>> Start RECORD LIST
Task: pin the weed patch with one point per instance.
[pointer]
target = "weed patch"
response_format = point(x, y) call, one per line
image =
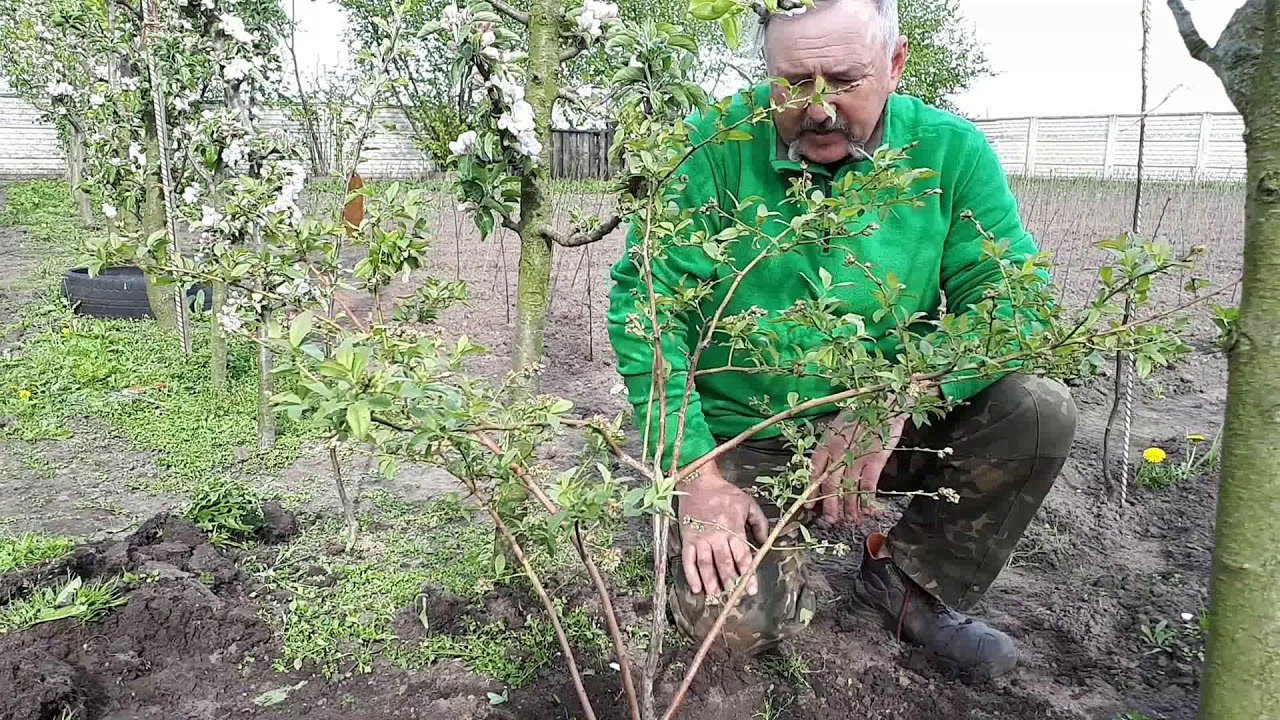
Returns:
point(31, 548)
point(342, 609)
point(73, 598)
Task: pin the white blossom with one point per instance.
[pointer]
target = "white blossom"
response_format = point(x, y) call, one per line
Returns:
point(228, 319)
point(453, 19)
point(593, 17)
point(237, 69)
point(295, 178)
point(236, 153)
point(234, 27)
point(464, 144)
point(209, 217)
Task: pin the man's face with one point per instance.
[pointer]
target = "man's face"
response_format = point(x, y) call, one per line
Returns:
point(840, 41)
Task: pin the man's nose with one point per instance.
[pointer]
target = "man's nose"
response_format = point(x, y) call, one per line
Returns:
point(817, 112)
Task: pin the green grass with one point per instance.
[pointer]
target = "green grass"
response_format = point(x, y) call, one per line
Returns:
point(129, 373)
point(341, 620)
point(31, 548)
point(73, 598)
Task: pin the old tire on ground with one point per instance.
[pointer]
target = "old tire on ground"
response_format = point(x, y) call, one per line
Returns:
point(118, 291)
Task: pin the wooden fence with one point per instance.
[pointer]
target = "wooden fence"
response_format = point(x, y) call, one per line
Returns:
point(1184, 147)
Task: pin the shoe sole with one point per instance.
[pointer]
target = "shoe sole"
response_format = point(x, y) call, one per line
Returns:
point(865, 607)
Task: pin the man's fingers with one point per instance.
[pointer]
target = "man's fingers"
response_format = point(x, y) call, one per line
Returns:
point(743, 557)
point(869, 481)
point(707, 568)
point(725, 564)
point(758, 523)
point(689, 561)
point(831, 500)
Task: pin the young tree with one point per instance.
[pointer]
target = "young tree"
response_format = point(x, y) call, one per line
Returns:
point(1242, 675)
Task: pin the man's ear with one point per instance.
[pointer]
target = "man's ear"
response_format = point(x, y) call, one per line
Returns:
point(900, 55)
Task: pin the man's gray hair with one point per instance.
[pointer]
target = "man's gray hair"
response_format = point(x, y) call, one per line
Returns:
point(887, 10)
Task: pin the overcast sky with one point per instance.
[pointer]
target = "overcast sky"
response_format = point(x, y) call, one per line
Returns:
point(1093, 68)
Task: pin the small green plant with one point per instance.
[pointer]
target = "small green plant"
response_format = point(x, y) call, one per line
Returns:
point(74, 598)
point(228, 509)
point(31, 548)
point(1157, 473)
point(1183, 641)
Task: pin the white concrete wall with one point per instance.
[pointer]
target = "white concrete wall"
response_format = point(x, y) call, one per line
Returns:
point(1194, 146)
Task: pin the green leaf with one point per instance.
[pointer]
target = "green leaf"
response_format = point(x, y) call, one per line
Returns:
point(359, 419)
point(732, 31)
point(300, 327)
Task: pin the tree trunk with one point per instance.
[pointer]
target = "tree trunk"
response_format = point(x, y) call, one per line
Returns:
point(76, 174)
point(265, 418)
point(218, 338)
point(533, 294)
point(160, 297)
point(1242, 674)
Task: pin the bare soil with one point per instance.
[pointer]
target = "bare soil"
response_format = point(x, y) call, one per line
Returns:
point(1087, 578)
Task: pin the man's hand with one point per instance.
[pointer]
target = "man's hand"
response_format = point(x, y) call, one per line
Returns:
point(863, 474)
point(714, 550)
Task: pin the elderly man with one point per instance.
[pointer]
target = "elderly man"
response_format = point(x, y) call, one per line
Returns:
point(1009, 434)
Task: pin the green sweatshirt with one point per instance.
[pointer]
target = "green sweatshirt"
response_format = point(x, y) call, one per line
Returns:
point(928, 249)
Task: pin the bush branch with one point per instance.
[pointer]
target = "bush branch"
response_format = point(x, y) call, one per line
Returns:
point(580, 238)
point(611, 618)
point(519, 16)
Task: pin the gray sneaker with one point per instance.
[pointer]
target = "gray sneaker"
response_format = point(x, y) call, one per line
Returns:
point(973, 648)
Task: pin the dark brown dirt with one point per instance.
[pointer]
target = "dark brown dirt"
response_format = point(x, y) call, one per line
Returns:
point(1086, 580)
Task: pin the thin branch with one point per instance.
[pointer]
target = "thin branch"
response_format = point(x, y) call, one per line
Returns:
point(542, 595)
point(519, 16)
point(572, 53)
point(611, 618)
point(1196, 44)
point(580, 238)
>> End RECORD LIST
Rewrite all of the rows above, swapping "one point per instance" for "a single point for each instance" wherever it appears and changing nothing else. Leave out the pictures.

_RESULT OF THIS EXERCISE_.
Task: pin the weed patch with a single point for each instance.
[pointer]
target = "weed patch"
response_format = point(x, y) call, one per line
image =
Returns:
point(31, 548)
point(342, 609)
point(73, 598)
Task: pin the white blossom with a single point for each instance.
[pointer]
target = "white blossom"
response_format = point(x, y) call, one per line
Returns:
point(228, 319)
point(453, 19)
point(593, 17)
point(237, 69)
point(295, 178)
point(236, 153)
point(234, 27)
point(464, 144)
point(209, 217)
Task: pin the man's face with a single point for each instance.
[pointer]
target = "man's face"
response_format = point(x, y) call, one per line
Returns:
point(840, 41)
Task: pin the man's nose with a single point for each instance.
[pointer]
target = "man's nose"
response_format = point(x, y) call, one per line
Returns:
point(817, 112)
Task: pin the green grass with a single point for each instance.
[pointer]
target = "green grass"
response_format = point(x, y) call, one per line
Returns:
point(129, 373)
point(341, 620)
point(31, 548)
point(73, 598)
Task: pin the old tire on ground with a single point for each instance.
[pointer]
target = "old tire on ground"
response_format = point(x, y) call, one per line
Returns:
point(118, 291)
Task: pin the wooden fence with a single point for each instance.
[pointer]
target = "wooden fence"
response_format = point(x, y) call, one per line
Returns:
point(1184, 147)
Task: pin the shoe sole with a single point for each instance.
[pointer]
target = "shoe sole"
response_format = point(x, y) call, one per line
Returns:
point(865, 607)
Task: pin the man's fingers with a single point for each instance.
[pointer]
target = "man's fingers"
response_format = point(x, y) call, one per line
Returns:
point(743, 557)
point(869, 481)
point(707, 568)
point(725, 564)
point(758, 523)
point(689, 561)
point(831, 500)
Task: pin the young tree with a single point for each instance.
[pointer]
target = "young tree"
response_format = point(x, y) call, one per line
Returns:
point(1242, 675)
Task: pin the man's ear with a single point for each instance.
[pointer]
target = "man's ear"
response_format = point(x, y) call, one per line
Returns:
point(900, 55)
Task: pin the man's gray hair with a single point for each instance.
[pointer]
target = "man's gray hair"
response_format = point(x, y) call, one per line
Returns:
point(887, 10)
Task: pin the overcast sky with a single point for each instance.
[pointer]
target = "overcast sky"
response_format = point(x, y) call, one per line
Returns:
point(1093, 68)
Task: pin the small green plant with a single point for each instance.
[pointer]
target = "small green plant"
response_format = point(x, y) call, one per line
Returns:
point(74, 598)
point(228, 509)
point(31, 548)
point(1157, 473)
point(1183, 641)
Task: pin the white concrete wall with a single point for each instance.
[pointer]
target = "white concrete wall"
response_format = point(x, y) call, one per line
Returns:
point(1194, 146)
Task: pin the green leaf with a single point for each instance.
[pointer]
target = "green leaf"
response_format = point(x, y) call, one per line
Returns:
point(359, 419)
point(732, 31)
point(300, 327)
Task: pin the tree trunk with a single point for each instance.
[pointer]
target = "tree trunk"
response_format = point(x, y) call, one per line
Returns:
point(76, 174)
point(265, 418)
point(218, 338)
point(533, 294)
point(160, 297)
point(1242, 674)
Task: pin the bare soil with a single point for each instance.
[pointer]
target = "bare soil"
response_format = point(x, y) call, one per line
Returns:
point(1087, 578)
Task: pin the man's hand with a single point for each instance.
[pointer]
target = "man's hand"
response_format = point(x, y) call, one per line
Returns:
point(863, 474)
point(714, 550)
Task: pin the elderly man with a single point for each instance.
[pointer]
target = "elderly man"
response_format = point(x, y) call, one per line
Returns:
point(1009, 434)
Task: pin the green sweatshirt with a single point for each instance.
[pointer]
target = "green sweatshirt"
response_format = point(x, y) call, one per line
Returns:
point(928, 249)
Task: pin the bush branch with a single point for each instance.
[pointer]
target = "bush branch"
response_format = point(x, y) call, one per line
Returns:
point(580, 238)
point(611, 618)
point(519, 16)
Task: pin the gray sneaker with a single point for each instance.
[pointer]
target = "gray sneaker"
response_format = point(x, y) call, one per line
Returns:
point(973, 648)
Task: pin the dark brown dirt with a single point for each instance.
[pointer]
target = "dark brown dirt"
response_format = point(x, y) call, one per line
Returns:
point(1086, 580)
Task: pin the thin branch with a single point for each instance.
[pointer]
target = "thin branch"
response_format = point(x, y) call, one per line
Returns:
point(542, 595)
point(519, 16)
point(572, 53)
point(611, 618)
point(1196, 44)
point(580, 238)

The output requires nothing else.